◆ SUPPLIED MATERIAL
· · ·

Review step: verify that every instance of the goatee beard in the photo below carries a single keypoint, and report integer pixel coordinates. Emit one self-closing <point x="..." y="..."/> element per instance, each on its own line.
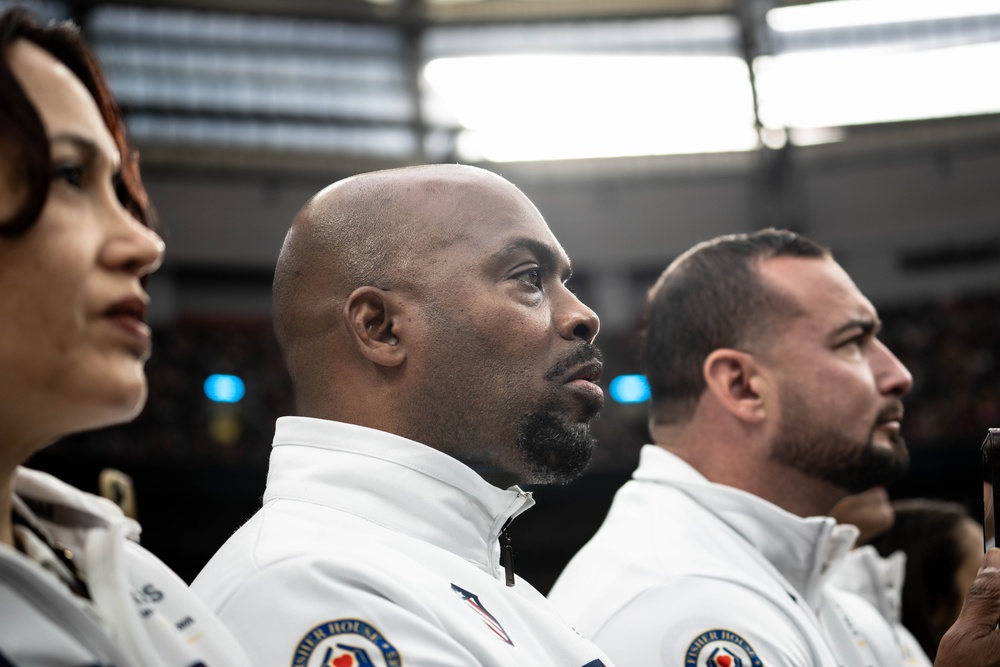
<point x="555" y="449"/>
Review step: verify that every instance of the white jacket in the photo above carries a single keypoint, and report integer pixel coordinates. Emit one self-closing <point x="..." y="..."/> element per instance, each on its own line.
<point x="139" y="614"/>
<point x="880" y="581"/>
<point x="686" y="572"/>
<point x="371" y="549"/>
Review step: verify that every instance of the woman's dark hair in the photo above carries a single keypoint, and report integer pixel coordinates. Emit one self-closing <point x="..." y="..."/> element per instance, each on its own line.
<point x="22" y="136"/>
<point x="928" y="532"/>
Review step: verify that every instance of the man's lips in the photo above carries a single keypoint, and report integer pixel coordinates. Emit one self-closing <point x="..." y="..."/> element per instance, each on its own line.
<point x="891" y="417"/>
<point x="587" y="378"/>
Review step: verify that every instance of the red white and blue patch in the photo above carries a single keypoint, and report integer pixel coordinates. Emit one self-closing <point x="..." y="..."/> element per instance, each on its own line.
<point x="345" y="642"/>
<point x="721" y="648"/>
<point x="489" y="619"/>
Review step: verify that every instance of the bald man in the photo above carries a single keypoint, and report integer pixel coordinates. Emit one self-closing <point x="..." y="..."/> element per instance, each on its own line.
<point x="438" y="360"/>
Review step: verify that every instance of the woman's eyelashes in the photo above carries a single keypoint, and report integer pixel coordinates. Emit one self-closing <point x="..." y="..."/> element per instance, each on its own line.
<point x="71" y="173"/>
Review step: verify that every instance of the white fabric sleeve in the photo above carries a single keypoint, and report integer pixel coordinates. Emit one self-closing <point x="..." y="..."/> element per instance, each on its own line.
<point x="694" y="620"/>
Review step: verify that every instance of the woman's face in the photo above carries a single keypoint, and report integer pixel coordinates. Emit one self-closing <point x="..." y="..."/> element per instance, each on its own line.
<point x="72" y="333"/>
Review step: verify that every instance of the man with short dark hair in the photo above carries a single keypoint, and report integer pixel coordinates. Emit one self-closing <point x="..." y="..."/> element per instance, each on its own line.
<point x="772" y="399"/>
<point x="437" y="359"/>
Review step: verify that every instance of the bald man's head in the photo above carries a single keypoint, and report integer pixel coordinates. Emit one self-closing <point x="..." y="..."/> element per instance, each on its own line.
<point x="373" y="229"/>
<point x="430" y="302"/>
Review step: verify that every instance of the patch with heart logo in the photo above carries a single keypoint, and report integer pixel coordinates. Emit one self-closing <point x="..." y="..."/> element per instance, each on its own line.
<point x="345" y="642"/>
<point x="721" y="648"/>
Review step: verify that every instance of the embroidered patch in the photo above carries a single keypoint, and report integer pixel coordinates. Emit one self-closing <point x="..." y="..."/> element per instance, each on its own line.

· · ·

◆ TO DO
Extract all the data above exactly, excluding every picture.

◆ EXERCISE ANSWER
Review step: verify that every instance of the goatee beard in the photo below carries a single keypoint, and report integer pixel coordinates. Emit one self-closing <point x="..." y="..."/> element per instance, each on its own line.
<point x="555" y="449"/>
Review step: verify that every instance of the white jacket in the photo above carries a single keypoint, and report integer pixel coordinates. Emit one self-closing <point x="..." y="..."/> element per instance, each on its own line.
<point x="139" y="614"/>
<point x="880" y="581"/>
<point x="686" y="572"/>
<point x="371" y="549"/>
Review step: verify that every instance of the woman's dark hair in the photo above carries a single keypoint, and report integer pixel coordinates. Emit one self-closing <point x="..." y="..."/> element per instance, each on its own line.
<point x="22" y="136"/>
<point x="928" y="532"/>
Review step: verify that every instance of the man's lips in the photo above carries a single keypoint, and report integer pixel coordinates. Emit one self-closing <point x="..." y="..."/> element per instance, each on its own line.
<point x="891" y="417"/>
<point x="587" y="378"/>
Review step: verify that every instance of the red white and blue patch in the photo above carries a single keypoint, and report integer pixel coordinates. Emit one self-closing <point x="..." y="..."/> element per instance, each on its own line.
<point x="345" y="642"/>
<point x="721" y="648"/>
<point x="489" y="619"/>
Review step: verify that every instance of the bald man in the photo above carries a single keypoint, and report integer pixel coordinates. Emit one self-closing <point x="..." y="..."/> element per instance, each on its own line.
<point x="438" y="360"/>
Review step: verify that every instance of the woman's eyelashes in the photo above carries a single keypoint, and report integer pixel coordinates. Emit one self-closing <point x="..." y="..."/> element per instance, each on its own line.
<point x="71" y="173"/>
Review step: verify that every instance of the white fabric sleeve in the photo above carries a single keypoint, and report integer pixel coordinates. Emit one self-closing <point x="..." y="..."/> element per instance, each on its own line.
<point x="694" y="620"/>
Review step: verify that every instance of the woman's face in the photo above carries a single keypoint, and report integer pixel coordinates. Emit one self-closing <point x="..." y="..."/> element per instance, each on its own line.
<point x="72" y="333"/>
Review step: verify that every instance of the man with short dark hair in the photo above carries a single keypoint, and report integer pixel coordinates. Emit one self-closing <point x="..." y="..."/> element per instance, each on its own line.
<point x="772" y="399"/>
<point x="437" y="359"/>
Review step: verify that every instance of the bald man's head in the photo above carries a single keypoint, and report integer pixel coordinates. Emit one self-closing <point x="..." y="..."/> element per instance, each on its own line.
<point x="373" y="229"/>
<point x="430" y="302"/>
Review step: verify that every instance of the patch with heart logo in the photo above carries a single keypoint, and report integer pixel coordinates. Emit one self-closing <point x="..." y="..."/> element per instance, each on its own line.
<point x="345" y="642"/>
<point x="721" y="648"/>
Review step: verify that every instance of the embroidered patch in the photo above carries a single keypoint, and report integer pixel coordinates. Emit one self-closing <point x="..." y="..."/> element per instance, each on its own line.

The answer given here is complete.